* _What to work on_
Could you give the whole listing again, exactly as it reads?

* _Listed records_
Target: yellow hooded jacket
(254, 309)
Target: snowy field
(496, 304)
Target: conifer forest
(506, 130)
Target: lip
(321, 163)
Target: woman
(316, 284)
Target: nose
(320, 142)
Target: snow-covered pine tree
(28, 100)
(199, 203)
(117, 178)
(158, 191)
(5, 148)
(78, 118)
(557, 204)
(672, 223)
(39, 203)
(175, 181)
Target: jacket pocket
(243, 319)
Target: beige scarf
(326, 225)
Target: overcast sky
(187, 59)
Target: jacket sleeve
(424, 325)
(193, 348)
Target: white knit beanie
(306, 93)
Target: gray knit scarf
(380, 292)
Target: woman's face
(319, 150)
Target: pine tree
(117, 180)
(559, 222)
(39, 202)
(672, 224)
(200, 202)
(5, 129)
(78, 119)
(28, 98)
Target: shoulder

* _Response_
Target: yellow hooded jacket
(254, 309)
Target: snowy field
(496, 304)
Target: conifer forest
(506, 130)
Target: lip
(321, 163)
Target: woman
(316, 284)
Target: nose
(320, 142)
Target: snow-covered pine tree
(28, 100)
(199, 203)
(117, 178)
(158, 191)
(5, 148)
(78, 118)
(557, 204)
(672, 223)
(39, 203)
(175, 181)
Target: jacket pocket
(243, 319)
Target: beige scarf
(326, 225)
Target: overcast sky
(187, 59)
Target: jacket sleeve
(424, 325)
(193, 348)
Target: white knit beanie
(306, 93)
Target: gray knit scarf
(380, 292)
Target: woman's face
(319, 150)
Target: pine tree
(117, 180)
(559, 222)
(39, 202)
(672, 224)
(200, 202)
(5, 129)
(78, 119)
(28, 98)
Target: shoulder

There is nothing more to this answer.